EXCERPT TO READ:
- Interactive map of Rancho Valle de San Felipe
- Country: Mexico
- State: California
- County: San Diego
- Established: 1846
- Founder: Felipe Castillo

Area
- • Total: 9,972 km^{2} (3,850 sq mi)

= Rancho Valle de San Felipe =

Mexican land grant in present-day San Diego County, California

Rancho Valle de San Felipe was a 9972 acre Mexican land grant in present-day San Diego County, California, given in 1846 by Governor Pío Pico to Felipe Castillo. The grant was located in the San Felipe Valley in the Laguna Mountains east of present-day Julian.

==History==
The three square league Rancho Valle de San Felipe was granted to Felipe Castillo in 1846. On his death in 1848, Castillo left the land to his four children (brothers, Loreto, Manuel, and Refugio, and sister Elena).

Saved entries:
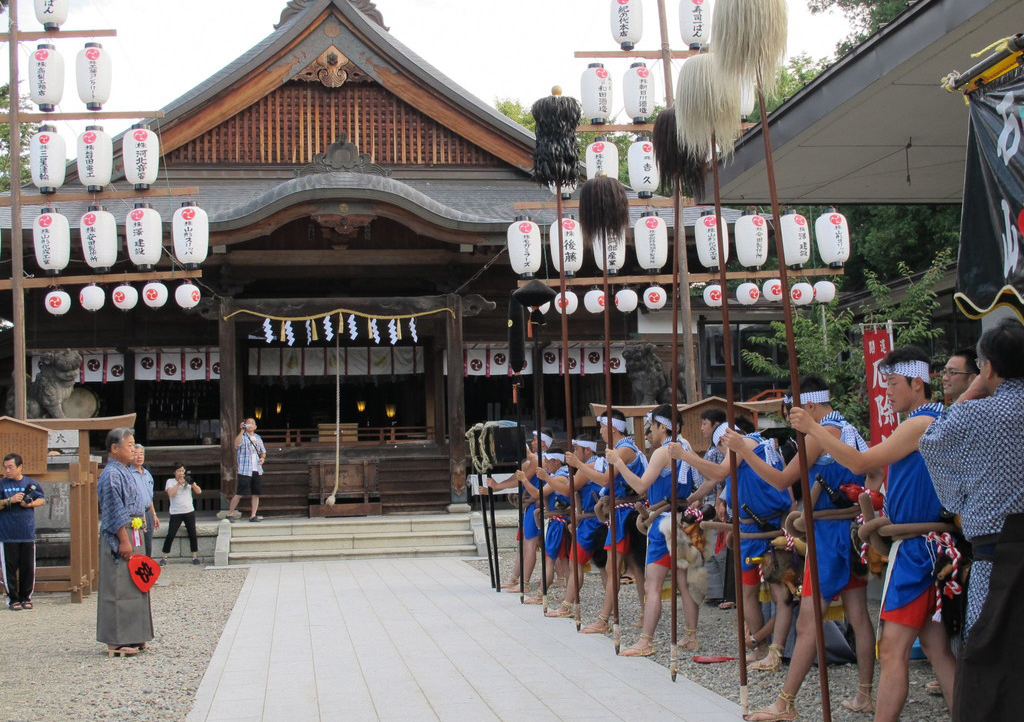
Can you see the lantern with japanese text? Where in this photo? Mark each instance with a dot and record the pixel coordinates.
(47, 158)
(95, 158)
(571, 243)
(140, 154)
(596, 93)
(46, 77)
(92, 71)
(91, 297)
(51, 236)
(125, 297)
(834, 238)
(643, 170)
(748, 294)
(627, 23)
(796, 239)
(524, 247)
(694, 23)
(187, 295)
(650, 236)
(602, 157)
(155, 294)
(638, 92)
(51, 13)
(752, 240)
(627, 300)
(706, 239)
(98, 229)
(190, 230)
(143, 236)
(57, 302)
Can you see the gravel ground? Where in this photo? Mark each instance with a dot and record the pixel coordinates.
(60, 672)
(717, 631)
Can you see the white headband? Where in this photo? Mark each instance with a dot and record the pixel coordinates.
(620, 424)
(911, 370)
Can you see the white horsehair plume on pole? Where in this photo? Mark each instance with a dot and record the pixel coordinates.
(749, 39)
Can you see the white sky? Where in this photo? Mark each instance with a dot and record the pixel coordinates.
(493, 48)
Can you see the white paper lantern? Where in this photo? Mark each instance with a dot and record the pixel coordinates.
(155, 294)
(51, 237)
(140, 154)
(834, 238)
(639, 92)
(596, 93)
(51, 13)
(187, 295)
(572, 243)
(125, 297)
(98, 229)
(627, 300)
(47, 158)
(706, 239)
(190, 230)
(752, 240)
(796, 239)
(694, 23)
(654, 297)
(524, 247)
(772, 290)
(93, 71)
(602, 157)
(91, 297)
(643, 170)
(46, 77)
(143, 236)
(748, 294)
(57, 302)
(568, 304)
(713, 295)
(824, 292)
(802, 294)
(95, 159)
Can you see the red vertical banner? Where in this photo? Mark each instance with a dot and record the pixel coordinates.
(878, 342)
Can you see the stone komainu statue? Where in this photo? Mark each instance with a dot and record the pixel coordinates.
(45, 395)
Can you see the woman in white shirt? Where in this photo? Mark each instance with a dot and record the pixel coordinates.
(180, 491)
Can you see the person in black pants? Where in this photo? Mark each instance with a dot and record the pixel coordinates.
(180, 491)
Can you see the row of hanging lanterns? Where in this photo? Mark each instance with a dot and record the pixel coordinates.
(48, 158)
(143, 232)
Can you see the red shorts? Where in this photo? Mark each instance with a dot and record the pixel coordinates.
(916, 613)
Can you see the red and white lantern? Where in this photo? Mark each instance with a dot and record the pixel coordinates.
(51, 237)
(93, 71)
(98, 229)
(143, 236)
(57, 302)
(602, 157)
(47, 158)
(706, 238)
(834, 238)
(95, 159)
(596, 93)
(796, 239)
(46, 77)
(627, 23)
(524, 247)
(190, 230)
(571, 244)
(140, 154)
(643, 170)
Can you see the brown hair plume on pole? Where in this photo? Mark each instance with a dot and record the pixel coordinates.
(749, 37)
(678, 166)
(556, 155)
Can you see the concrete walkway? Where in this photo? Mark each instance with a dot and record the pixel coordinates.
(407, 640)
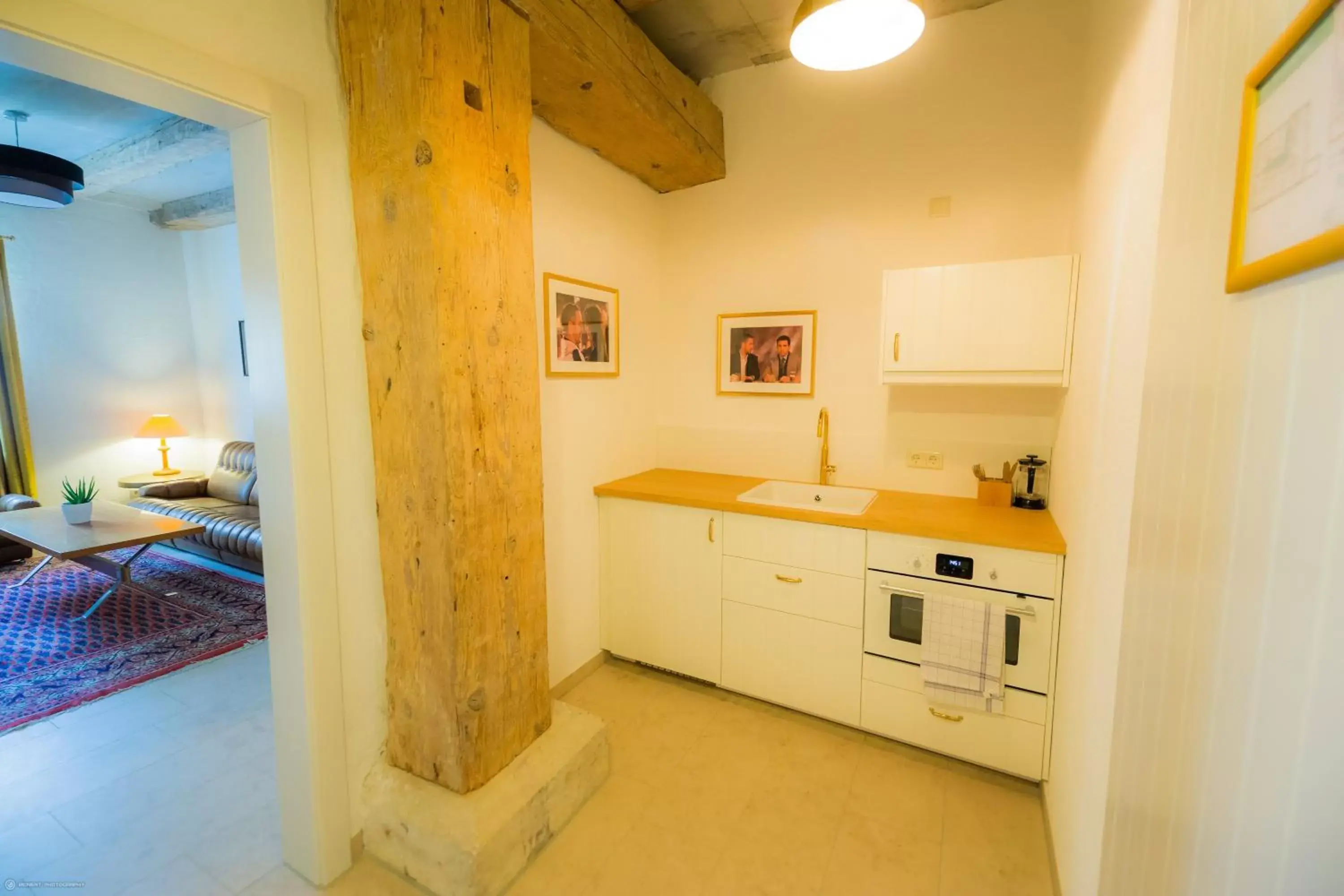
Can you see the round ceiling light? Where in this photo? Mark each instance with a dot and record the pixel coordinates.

ABOUT THIS TASK:
In the Rancho Valle de San Felipe text, rewrite the passage starting at "Rancho Valle de San Felipe was a" and ending at "of present-day Julian.", replacing "was located" with "lay".

RESPONSE TO THIS TASK:
Rancho Valle de San Felipe was a 9972 acre Mexican land grant in present-day San Diego County, California, given in 1846 by Governor Pío Pico to Felipe Castillo. The grant lay in the San Felipe Valley in the Laguna Mountains east of present-day Julian.